- [Stated task 1]:
Answer these questions about the thread on Java string memory and serialization, one line per answer, lettered to match:
(a) According to Igor Vaynberg, why should string literals have only a minimal memory impact?
(b) What happens to each String when a Page is serialized to disk and then de-serialized?
(c) What does Richard say a person will see by running the little Java program he included?
- [Stated task 2]:
Pick up the thread on Java string memory and serialization and continue writing it from the point where its text stops.

I you run the little Java program I included, you will see that
there is an impact - de-serialized objects take more memory.
Richard
On 07/09/2011 05:23 PM, Igor Vaynberg wrote:
> string literals are interned by the jvm so they should have a minimal
> memory impact.
>
> -igor
>
> On Sat, Jul 9, 2011 at 5:10 PM, richard emberson
> <ri...@gmail.com> wrote:
>> Martin,
>>
>> The reason I was interested was because it struck me a couple of
>> days ago that while each Page, tree of Components, is created
>> many (almost all?) of the non-end-user-generated Strings stored
>> as instance variables in the tree are shared
>> between all copies of the Page but that when such a Page is
>> serialized to disk and then de-serialized, each String becomes its own
>> copy unique to that particular Page. This means that if an
>> appreciable number of Pages in-memory are reanimated Pages, then
>> there could be a bunch of memory being used for all the String
>> copies.
>>
>> In the attached simple Java file (yes, I still write Java when I must)

- [Recorded information]:
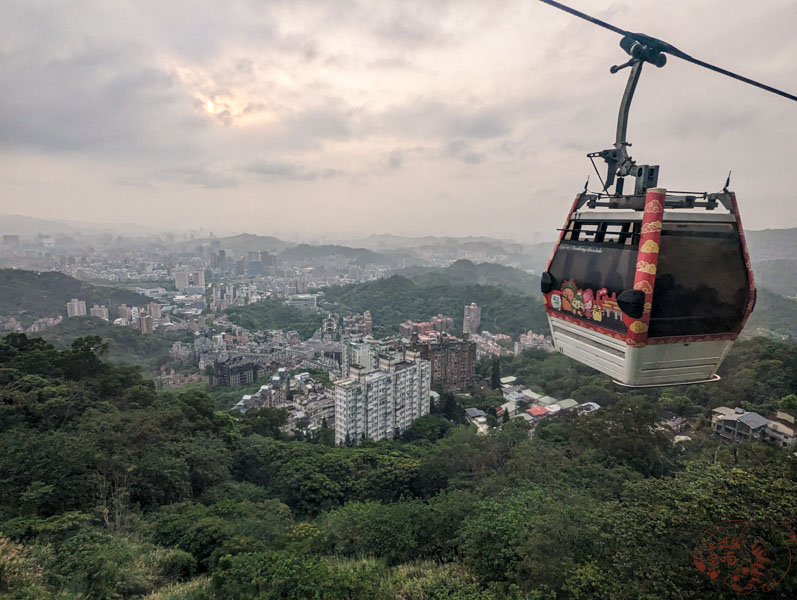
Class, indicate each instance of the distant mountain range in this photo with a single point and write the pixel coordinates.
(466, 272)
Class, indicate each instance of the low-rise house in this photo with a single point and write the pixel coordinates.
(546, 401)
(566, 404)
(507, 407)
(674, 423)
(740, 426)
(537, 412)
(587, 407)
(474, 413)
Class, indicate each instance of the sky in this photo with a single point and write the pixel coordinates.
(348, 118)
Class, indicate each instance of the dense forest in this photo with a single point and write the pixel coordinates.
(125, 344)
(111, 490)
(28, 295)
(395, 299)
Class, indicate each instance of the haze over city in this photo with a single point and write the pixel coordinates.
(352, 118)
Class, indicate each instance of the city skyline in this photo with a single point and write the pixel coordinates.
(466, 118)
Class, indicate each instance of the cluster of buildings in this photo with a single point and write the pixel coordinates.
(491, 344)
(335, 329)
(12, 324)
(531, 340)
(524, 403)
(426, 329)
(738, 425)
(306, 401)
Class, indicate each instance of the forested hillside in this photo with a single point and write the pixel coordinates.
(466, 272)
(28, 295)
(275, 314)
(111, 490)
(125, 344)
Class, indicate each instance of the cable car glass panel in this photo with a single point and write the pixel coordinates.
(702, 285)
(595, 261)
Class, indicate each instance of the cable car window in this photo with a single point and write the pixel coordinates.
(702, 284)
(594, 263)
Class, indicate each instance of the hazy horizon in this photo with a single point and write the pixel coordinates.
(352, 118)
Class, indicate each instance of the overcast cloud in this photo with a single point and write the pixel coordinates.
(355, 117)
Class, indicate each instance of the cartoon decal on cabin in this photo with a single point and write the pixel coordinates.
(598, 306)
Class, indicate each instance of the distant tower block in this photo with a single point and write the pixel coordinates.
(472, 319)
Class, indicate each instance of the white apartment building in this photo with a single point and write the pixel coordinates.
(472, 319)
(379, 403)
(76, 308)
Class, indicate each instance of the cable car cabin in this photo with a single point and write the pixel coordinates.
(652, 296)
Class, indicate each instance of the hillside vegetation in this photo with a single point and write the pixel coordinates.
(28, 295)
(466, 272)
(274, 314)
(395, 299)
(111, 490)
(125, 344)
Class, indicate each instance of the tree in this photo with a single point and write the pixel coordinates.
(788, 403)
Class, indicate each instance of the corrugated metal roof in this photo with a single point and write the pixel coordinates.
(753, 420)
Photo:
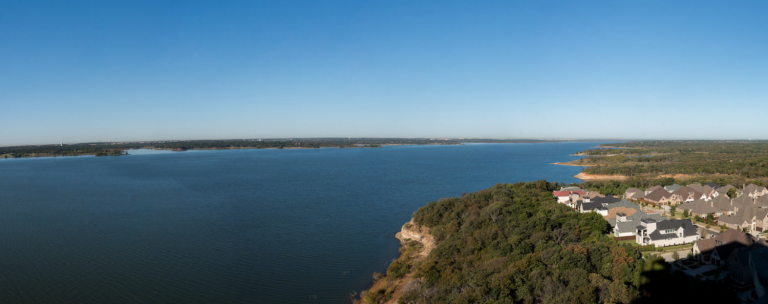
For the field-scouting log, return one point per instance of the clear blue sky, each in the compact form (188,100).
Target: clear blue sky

- [Response 1]:
(a) They are interned by the JVM.
(b) Each String becomes its own copy unique to that particular Page.
(c) That there is an impact: de-serialized objects take more memory.

- [Response 2]:
>> there are three different ways of creating an array of
>> Label objects (not Wicket Label) where each Label takes a String:
>> new Label(some_string)
>>
>> The first is to share the same String over all instance of the Label.
>> new Label(the_string)
>> The second is to make a copy of the String when creating each
>> Label;
>> new Label(new String(the_string))
>> The third is to create a single Label, serialize it to an array of
>> bytes and then generate the Labels in the array by de-serialized
>> the byte array for each Label.
>>
>> Needless to say, the first uses the least memory; the label string
>> is shared by all Labels while the second and third approach
>> uses more memory. Also, if during the de-serialization process, the
>> de-serialized String is replaced with the original instance of the
>> String, then the third approach uses only as much memory as the
>> first approach.
>>
>> No rocket science here, but it does seem to imply that if a
>> significant number of Pages in-memory are actually reanimated Pages,
>> then there could be a memory saving by
>> making de-serialization smarter about possible shared objects.
>> Even it it is only, say, a 5% saving for only certain Wicket
>> usage patterns, it might be worth looking into.
>>
>> Hence, my question to the masters of Wicket and developers whose
>> application might fit the use-case.
>>
>> Richard
>>
>> On 07/09/2011 11:03 AM, Martin Makundi wrote:
>>>
>>> Difficult to say ... we have disabled page versioning and se dump
>>> sessions onto disk every 5 minutes to minimize memory hassles.
>>>
>>> But I am no master ;)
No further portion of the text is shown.